Copy the data precisely, keeping every character.

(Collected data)
══════
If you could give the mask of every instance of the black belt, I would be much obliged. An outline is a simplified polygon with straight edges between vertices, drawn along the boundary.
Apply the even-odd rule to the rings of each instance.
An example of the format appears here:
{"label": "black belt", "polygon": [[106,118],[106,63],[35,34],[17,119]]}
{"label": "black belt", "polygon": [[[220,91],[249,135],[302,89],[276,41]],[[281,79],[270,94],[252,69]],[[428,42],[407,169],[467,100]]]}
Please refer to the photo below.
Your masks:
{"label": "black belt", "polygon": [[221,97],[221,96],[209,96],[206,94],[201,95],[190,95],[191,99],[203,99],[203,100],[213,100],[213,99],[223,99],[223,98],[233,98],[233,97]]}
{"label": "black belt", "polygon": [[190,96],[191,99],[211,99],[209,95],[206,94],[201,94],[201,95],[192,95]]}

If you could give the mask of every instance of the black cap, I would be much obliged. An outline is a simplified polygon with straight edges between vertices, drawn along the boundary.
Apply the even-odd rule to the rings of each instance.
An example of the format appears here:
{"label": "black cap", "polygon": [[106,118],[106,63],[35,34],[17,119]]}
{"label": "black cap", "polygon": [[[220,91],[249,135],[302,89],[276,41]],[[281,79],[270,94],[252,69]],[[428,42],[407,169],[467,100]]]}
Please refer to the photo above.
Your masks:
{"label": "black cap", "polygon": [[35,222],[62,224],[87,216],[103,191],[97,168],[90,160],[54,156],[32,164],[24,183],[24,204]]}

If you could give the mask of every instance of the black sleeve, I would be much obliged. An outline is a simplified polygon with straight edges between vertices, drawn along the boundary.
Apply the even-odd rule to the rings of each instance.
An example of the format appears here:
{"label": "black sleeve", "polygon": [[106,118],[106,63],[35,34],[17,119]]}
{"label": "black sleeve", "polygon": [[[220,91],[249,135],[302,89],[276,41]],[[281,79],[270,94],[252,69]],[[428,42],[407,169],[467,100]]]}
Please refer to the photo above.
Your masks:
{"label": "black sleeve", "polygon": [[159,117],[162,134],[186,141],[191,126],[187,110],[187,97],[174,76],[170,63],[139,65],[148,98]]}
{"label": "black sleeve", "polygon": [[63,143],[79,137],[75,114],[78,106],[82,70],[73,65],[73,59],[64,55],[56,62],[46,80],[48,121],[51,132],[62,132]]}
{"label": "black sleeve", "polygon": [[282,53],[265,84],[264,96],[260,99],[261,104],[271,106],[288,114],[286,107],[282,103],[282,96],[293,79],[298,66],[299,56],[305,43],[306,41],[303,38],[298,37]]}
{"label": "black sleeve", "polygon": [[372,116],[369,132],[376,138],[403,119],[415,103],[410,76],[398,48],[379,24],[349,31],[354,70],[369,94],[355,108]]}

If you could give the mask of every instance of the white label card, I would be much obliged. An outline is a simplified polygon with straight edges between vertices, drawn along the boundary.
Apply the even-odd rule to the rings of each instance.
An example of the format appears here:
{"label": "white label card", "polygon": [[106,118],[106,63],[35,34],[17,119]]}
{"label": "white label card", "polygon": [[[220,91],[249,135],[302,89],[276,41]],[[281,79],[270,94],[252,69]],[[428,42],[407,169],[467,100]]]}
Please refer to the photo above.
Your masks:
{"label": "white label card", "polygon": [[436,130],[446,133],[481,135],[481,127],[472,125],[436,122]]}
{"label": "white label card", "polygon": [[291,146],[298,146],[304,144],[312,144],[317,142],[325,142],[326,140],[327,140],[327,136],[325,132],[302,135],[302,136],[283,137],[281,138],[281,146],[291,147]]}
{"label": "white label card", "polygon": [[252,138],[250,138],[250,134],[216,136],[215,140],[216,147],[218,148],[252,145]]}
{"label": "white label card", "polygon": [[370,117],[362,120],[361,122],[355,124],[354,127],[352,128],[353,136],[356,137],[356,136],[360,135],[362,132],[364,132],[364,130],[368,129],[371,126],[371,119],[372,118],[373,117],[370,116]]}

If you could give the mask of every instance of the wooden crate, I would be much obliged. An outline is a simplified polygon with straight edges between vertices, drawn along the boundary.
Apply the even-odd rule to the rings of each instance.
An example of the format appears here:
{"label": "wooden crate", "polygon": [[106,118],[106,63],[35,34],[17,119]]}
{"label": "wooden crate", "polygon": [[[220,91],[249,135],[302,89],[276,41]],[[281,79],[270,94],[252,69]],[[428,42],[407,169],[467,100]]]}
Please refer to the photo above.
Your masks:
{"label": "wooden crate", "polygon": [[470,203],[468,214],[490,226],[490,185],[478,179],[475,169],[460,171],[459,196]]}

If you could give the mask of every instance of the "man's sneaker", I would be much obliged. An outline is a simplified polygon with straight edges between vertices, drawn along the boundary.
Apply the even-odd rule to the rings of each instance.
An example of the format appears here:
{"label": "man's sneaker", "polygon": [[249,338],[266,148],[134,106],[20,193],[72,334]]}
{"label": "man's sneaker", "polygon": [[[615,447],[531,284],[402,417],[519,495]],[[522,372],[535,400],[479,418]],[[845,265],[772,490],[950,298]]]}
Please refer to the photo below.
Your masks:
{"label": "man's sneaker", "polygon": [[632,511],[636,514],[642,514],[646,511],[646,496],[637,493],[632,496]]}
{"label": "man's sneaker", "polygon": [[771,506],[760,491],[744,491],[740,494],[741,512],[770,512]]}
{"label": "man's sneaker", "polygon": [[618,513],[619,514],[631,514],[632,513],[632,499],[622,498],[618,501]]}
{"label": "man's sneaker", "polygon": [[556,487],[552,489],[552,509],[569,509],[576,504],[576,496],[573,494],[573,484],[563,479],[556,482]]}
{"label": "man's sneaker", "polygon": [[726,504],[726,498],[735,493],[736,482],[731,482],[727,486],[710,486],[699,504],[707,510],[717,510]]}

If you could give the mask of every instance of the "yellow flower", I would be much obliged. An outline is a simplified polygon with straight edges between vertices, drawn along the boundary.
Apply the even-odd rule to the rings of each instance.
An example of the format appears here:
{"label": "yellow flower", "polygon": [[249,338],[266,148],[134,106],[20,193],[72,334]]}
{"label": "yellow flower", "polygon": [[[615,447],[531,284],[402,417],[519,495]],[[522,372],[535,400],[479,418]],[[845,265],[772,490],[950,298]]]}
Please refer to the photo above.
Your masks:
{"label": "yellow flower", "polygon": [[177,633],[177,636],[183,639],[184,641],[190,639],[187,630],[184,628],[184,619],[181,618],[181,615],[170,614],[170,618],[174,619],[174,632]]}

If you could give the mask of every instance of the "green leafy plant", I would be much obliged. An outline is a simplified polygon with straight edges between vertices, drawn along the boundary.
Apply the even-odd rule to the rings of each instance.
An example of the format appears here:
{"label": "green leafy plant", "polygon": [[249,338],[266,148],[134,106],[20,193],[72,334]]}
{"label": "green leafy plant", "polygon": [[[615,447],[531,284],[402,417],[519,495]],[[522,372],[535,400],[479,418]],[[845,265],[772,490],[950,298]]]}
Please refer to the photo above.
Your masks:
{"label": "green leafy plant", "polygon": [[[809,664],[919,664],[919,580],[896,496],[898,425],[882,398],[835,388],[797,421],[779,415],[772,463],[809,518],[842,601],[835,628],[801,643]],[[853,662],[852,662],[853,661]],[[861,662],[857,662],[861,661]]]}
══════
Response box ▸
If you could give the mask of every instance of the black belt, I would be much obliged. An outline is a simplified polygon with straight edges between vertices, drawn along the boundary.
Apply the even-odd rule to the rings of each instance.
An example of the format appears here:
{"label": "black belt", "polygon": [[106,118],[106,63],[35,34],[17,119]]}
{"label": "black belt", "polygon": [[[220,91],[249,135],[302,89],[276,41]],[[281,79],[270,94],[252,69]],[[428,42],[407,169],[467,100]]]}
Please refer to the photo below.
Your masks:
{"label": "black belt", "polygon": [[221,97],[221,96],[209,96],[206,94],[201,95],[190,95],[191,99],[203,99],[203,100],[213,100],[213,99],[223,99],[223,98],[233,98],[233,97]]}
{"label": "black belt", "polygon": [[190,96],[191,99],[211,99],[209,95],[206,94],[201,94],[201,95],[192,95]]}

If you could give the mask of every instance of the black cap, I would be much obliged. An outline is a simplified polygon with straight edges between vertices, drawn along the boundary.
Apply the even-odd rule to the rings of each instance.
An example of the format appears here:
{"label": "black cap", "polygon": [[106,118],[106,63],[35,34],[17,119]]}
{"label": "black cap", "polygon": [[[220,91],[249,135],[302,89],[276,41]],[[281,79],[270,94],[252,69]],[[428,42],[407,169],[467,100]]]}
Please refer to the photo above.
Your masks:
{"label": "black cap", "polygon": [[35,222],[62,224],[87,216],[103,191],[97,168],[90,160],[54,156],[32,164],[24,183],[24,204]]}

If you could give the mask of every instance of the black sleeve, I would be much obliged. An outline is a simplified polygon with straight edges between vertices, drawn along the boundary.
Apply the even-odd rule to the rings of each instance.
An example of the format appears here:
{"label": "black sleeve", "polygon": [[106,118],[106,63],[35,34],[17,119]]}
{"label": "black sleeve", "polygon": [[[220,91],[249,135],[302,89],[276,41]],[[281,79],[270,94],[252,69]],[[428,42],[407,169],[467,100]]]}
Please refer to the photo above.
Your masks:
{"label": "black sleeve", "polygon": [[159,117],[162,134],[186,141],[191,126],[187,110],[187,97],[174,76],[170,63],[139,65],[148,98]]}
{"label": "black sleeve", "polygon": [[63,143],[79,137],[75,114],[78,106],[82,70],[73,65],[73,59],[64,55],[56,62],[46,80],[48,121],[51,132],[62,132]]}
{"label": "black sleeve", "polygon": [[282,53],[265,84],[264,96],[260,99],[261,104],[271,106],[288,114],[286,107],[282,103],[282,96],[293,79],[298,66],[299,56],[305,43],[306,41],[303,38],[298,37]]}
{"label": "black sleeve", "polygon": [[372,116],[369,132],[376,138],[403,119],[415,103],[410,76],[398,48],[379,24],[349,31],[354,70],[369,94],[355,108]]}

If you could give the mask of every instance of the white label card, I would be much obliged. An outline is a simplified polygon with straight edges between vertices, drawn along the boundary.
Apply the even-odd rule to the rings of each instance.
An example of the format appears here:
{"label": "white label card", "polygon": [[106,118],[106,63],[35,34],[17,119]]}
{"label": "white label card", "polygon": [[[220,91],[249,135],[302,89],[276,41]],[[281,79],[270,94],[252,69]],[[428,42],[407,169],[467,100]]]}
Please refer to the photo above.
Your masks:
{"label": "white label card", "polygon": [[436,130],[446,133],[481,135],[481,127],[472,125],[436,122]]}
{"label": "white label card", "polygon": [[291,146],[298,146],[304,144],[312,144],[317,142],[325,142],[326,140],[327,140],[327,136],[325,132],[302,135],[302,136],[283,137],[281,138],[281,146],[291,147]]}
{"label": "white label card", "polygon": [[252,138],[250,138],[250,134],[216,136],[215,140],[216,147],[218,148],[252,145]]}
{"label": "white label card", "polygon": [[370,117],[362,120],[361,122],[355,124],[354,127],[352,128],[353,136],[356,137],[356,136],[360,135],[362,132],[364,132],[364,130],[368,129],[371,126],[371,119],[372,118],[373,117],[370,116]]}

If you could give the mask of every instance of the wooden crate, I would be much obliged. An outline is a simplified polygon with straight edges between vertices, drawn along the boundary.
Apply the even-odd rule to the rings of each instance.
An example of the format appears here:
{"label": "wooden crate", "polygon": [[106,118],[106,63],[35,34],[17,119]]}
{"label": "wooden crate", "polygon": [[[220,91],[249,135],[302,89],[276,41]],[[281,79],[270,94],[252,69]],[[428,42],[407,169],[467,100]]]}
Please refer to the photo above.
Your masks:
{"label": "wooden crate", "polygon": [[470,203],[468,214],[490,226],[490,185],[478,179],[475,169],[460,171],[459,196]]}

If you could give the mask of every instance of the "man's sneaker", I would be much obliged. An outline is a simplified polygon with straight edges between vertices, drawn along the boundary.
Apply the even-odd rule to the rings of each instance.
An example of the format appears here:
{"label": "man's sneaker", "polygon": [[249,338],[266,148],[134,106],[20,193],[72,334]]}
{"label": "man's sneaker", "polygon": [[[615,447],[531,284],[402,417],[519,495]],[[522,372],[535,400],[479,418]],[[845,265],[772,490],[950,298]]]}
Please refer to the photo below.
Your masks:
{"label": "man's sneaker", "polygon": [[632,511],[636,514],[642,514],[646,511],[646,496],[637,493],[632,496]]}
{"label": "man's sneaker", "polygon": [[771,506],[760,491],[744,491],[740,494],[741,512],[770,512]]}
{"label": "man's sneaker", "polygon": [[618,513],[619,514],[631,514],[632,513],[632,499],[622,498],[618,501]]}
{"label": "man's sneaker", "polygon": [[556,487],[552,489],[552,509],[569,509],[576,504],[576,496],[573,494],[573,484],[563,479],[556,482]]}
{"label": "man's sneaker", "polygon": [[726,504],[726,498],[735,493],[736,482],[731,482],[727,486],[710,486],[699,504],[707,510],[717,510]]}

If you could give the mask of every instance of the "yellow flower", I would be much obliged. An outline is a simplified polygon with straight edges between vertices, drawn along the boundary.
Apply the even-odd rule to the rings of each instance.
An example of the format appears here:
{"label": "yellow flower", "polygon": [[249,338],[266,148],[134,106],[20,193],[72,334]]}
{"label": "yellow flower", "polygon": [[[615,447],[531,284],[402,417],[519,495]],[[522,372],[535,400],[479,418]],[[845,265],[772,490],[950,298]]]}
Please refer to the photo above.
Your masks:
{"label": "yellow flower", "polygon": [[177,633],[177,636],[183,639],[184,641],[190,639],[187,630],[184,628],[184,619],[181,618],[181,615],[170,614],[170,618],[174,619],[174,632]]}

If you could give the mask of every instance of the "green leafy plant", I would be much obliged. An outline is a simplified polygon with straight edges between vertices, drawn along the boundary.
Apply the even-odd rule to the rings of each instance.
An example of the format appears here:
{"label": "green leafy plant", "polygon": [[249,338],[266,148],[134,106],[20,193],[72,334]]}
{"label": "green leafy plant", "polygon": [[[615,447],[531,284],[402,417],[519,495]],[[522,372],[535,400],[479,418]],[[845,265],[772,490],[950,298]]]}
Please refer to the photo above.
Your masks:
{"label": "green leafy plant", "polygon": [[[809,664],[919,664],[919,580],[896,496],[898,425],[882,398],[835,388],[797,421],[779,415],[772,463],[809,518],[842,601],[835,628],[801,643]],[[853,662],[852,662],[853,661]],[[861,662],[857,662],[861,661]]]}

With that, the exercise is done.